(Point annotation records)
━━━━━━━━━━
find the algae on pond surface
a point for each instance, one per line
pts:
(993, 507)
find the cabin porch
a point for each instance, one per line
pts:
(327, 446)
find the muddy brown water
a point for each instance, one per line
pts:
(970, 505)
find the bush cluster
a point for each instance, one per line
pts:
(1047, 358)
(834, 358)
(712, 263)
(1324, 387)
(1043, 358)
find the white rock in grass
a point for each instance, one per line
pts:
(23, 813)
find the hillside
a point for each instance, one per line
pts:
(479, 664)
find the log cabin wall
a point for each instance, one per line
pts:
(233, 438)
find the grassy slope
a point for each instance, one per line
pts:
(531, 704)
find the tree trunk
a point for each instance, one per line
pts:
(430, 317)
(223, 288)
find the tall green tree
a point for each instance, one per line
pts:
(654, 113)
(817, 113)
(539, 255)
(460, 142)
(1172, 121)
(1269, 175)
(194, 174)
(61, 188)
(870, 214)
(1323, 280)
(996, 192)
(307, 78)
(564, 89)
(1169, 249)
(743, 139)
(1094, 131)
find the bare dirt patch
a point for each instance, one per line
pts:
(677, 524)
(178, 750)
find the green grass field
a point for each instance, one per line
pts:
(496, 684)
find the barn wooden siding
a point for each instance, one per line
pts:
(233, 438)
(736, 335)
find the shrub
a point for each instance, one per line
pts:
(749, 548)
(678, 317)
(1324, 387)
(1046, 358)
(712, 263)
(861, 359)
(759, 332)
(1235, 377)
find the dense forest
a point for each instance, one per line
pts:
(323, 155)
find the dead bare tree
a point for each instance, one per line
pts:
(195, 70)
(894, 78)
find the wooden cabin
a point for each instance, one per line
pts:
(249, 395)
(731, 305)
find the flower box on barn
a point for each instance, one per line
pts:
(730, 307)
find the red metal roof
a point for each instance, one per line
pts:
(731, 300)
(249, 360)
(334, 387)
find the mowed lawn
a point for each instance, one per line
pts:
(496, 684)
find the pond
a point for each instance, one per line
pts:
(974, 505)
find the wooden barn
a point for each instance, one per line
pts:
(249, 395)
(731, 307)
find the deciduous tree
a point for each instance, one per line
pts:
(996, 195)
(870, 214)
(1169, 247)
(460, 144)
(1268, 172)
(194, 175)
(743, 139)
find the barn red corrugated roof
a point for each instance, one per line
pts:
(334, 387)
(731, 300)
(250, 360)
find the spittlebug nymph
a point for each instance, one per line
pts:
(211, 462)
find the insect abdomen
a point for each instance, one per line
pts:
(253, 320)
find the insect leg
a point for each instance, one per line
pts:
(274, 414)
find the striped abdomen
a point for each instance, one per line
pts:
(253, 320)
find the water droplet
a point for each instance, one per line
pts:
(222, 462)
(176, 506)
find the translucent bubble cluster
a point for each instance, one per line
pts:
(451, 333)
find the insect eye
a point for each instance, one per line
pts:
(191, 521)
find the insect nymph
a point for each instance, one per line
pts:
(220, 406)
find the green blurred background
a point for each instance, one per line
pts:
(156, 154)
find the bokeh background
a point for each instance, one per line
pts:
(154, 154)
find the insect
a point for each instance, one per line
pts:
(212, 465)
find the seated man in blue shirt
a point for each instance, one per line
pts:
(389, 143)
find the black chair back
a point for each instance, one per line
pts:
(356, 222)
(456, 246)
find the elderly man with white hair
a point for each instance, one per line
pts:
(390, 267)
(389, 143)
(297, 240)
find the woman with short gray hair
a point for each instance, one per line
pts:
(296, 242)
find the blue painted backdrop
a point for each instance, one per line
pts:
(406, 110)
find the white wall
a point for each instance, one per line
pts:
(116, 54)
━━━━━━━━━━
Write out the full set of records exactly as given.

find the algae on pond surface
a point for each instance, one per line
pts:
(993, 507)
find the cabin porch
a point for each instance, one per line
pts:
(327, 446)
find the muddy brown water
a point for each instance, one per line
pts:
(970, 505)
find the bush cluster
a point for each instance, one per line
pts:
(1047, 358)
(834, 358)
(712, 263)
(1324, 387)
(1043, 358)
find the white rock in grass
a point for each instance, one per line
pts:
(23, 813)
find the hillside
a point for each instance, one per line
pts:
(479, 664)
find the log cabin wall
a point for each instance, one per line
pts:
(233, 438)
find the grassy slope
a point for each instance, one per line
pts:
(531, 704)
find the tree trunk
a point for each instance, one per line
pts:
(430, 317)
(223, 288)
find the tall green tree
a point for each instance, one per line
pts:
(654, 113)
(817, 113)
(539, 255)
(460, 142)
(1172, 121)
(1269, 175)
(194, 174)
(61, 188)
(870, 214)
(1323, 280)
(996, 192)
(307, 78)
(564, 89)
(1169, 249)
(743, 139)
(1094, 131)
find the bare dirt patch
a point for each instance, one per line
pts:
(677, 524)
(178, 750)
find the green grass field
a point for each instance, one per line
pts:
(496, 684)
find the barn wooden siding
a point for each instance, one per line
pts:
(233, 438)
(736, 335)
find the shrub
a point for each instance, one per line
pts:
(749, 548)
(678, 317)
(1324, 387)
(1046, 358)
(712, 263)
(861, 359)
(759, 332)
(1235, 377)
find the dense forest
a point for each instance, one per line
pts:
(323, 155)
find the dead bare tree
a point for each instance, one per line
pts:
(195, 70)
(894, 78)
find the wooden cabin
a point for each instance, one per line
pts:
(249, 395)
(731, 305)
find the flower box on barn
a point for each instance, one per line
pts:
(730, 307)
find the red metal roof
a point for each instance, one per line
pts:
(731, 300)
(249, 360)
(334, 387)
find the mowed lawn
a point for each instance, one per line
pts:
(496, 684)
find the pond
a point for each instance, one per line
pts:
(974, 505)
find the wooden barn
a point for each instance, one per line
pts:
(249, 395)
(731, 307)
find the deciduous tree
a point for each instance, one per line
pts:
(996, 195)
(870, 214)
(1169, 247)
(460, 144)
(1268, 172)
(194, 175)
(743, 139)
find the barn red corrugated roof
a point for each instance, one per line
pts:
(334, 387)
(731, 300)
(250, 360)
find the spittlebug nymph
a point for each instance, one per line
pts:
(211, 462)
find the insect abdomen
a point for each instance, one per line
pts:
(253, 320)
find the insect leg
a point for each instance, one per line
pts:
(274, 414)
find the striped abdomen
a point for each instance, one per line
pts:
(253, 320)
find the water droplet
a point for each instance, one per line
pts:
(222, 462)
(176, 506)
find the translucent bubble cluster
a point for each instance, one per line
pts:
(451, 333)
find the insect eye
a point for each instance, one per line
pts:
(191, 521)
find the insect nymph
a point for each instance, one per line
pts:
(220, 406)
find the green blurred background
a point for each instance, one per line
pts:
(156, 154)
find the bokeh background
a point for each instance, one per line
pts:
(154, 154)
find the insect
a point for each instance, one per line
pts:
(212, 465)
find the seated man in blue shirt
a point for each instance, one per line
pts:
(389, 143)
find the black chair back
a point for each instance, one per line
pts:
(356, 222)
(456, 246)
find the elderly man with white hair
a point for each instance, one per line
pts:
(390, 267)
(389, 143)
(297, 240)
find the woman with short gray hair
a point for each instance, one per line
pts:
(296, 242)
find the blue painted backdrop
a point for each instance, one per line
pts:
(406, 110)
find the white wall
a point for each instance, one per line
pts:
(116, 54)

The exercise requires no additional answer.